Entries taken from a collection

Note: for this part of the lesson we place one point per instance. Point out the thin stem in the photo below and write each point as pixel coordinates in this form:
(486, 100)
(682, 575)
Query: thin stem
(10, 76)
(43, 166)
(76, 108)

Exercise: Repeat each of the entries exactly.

Task result:
Note: for this part of the lesson we place one point per instance. Point out the thin stem in the photo below and write each point as pixel coordinates in this form:
(486, 100)
(682, 575)
Query: thin stem
(10, 76)
(43, 166)
(76, 108)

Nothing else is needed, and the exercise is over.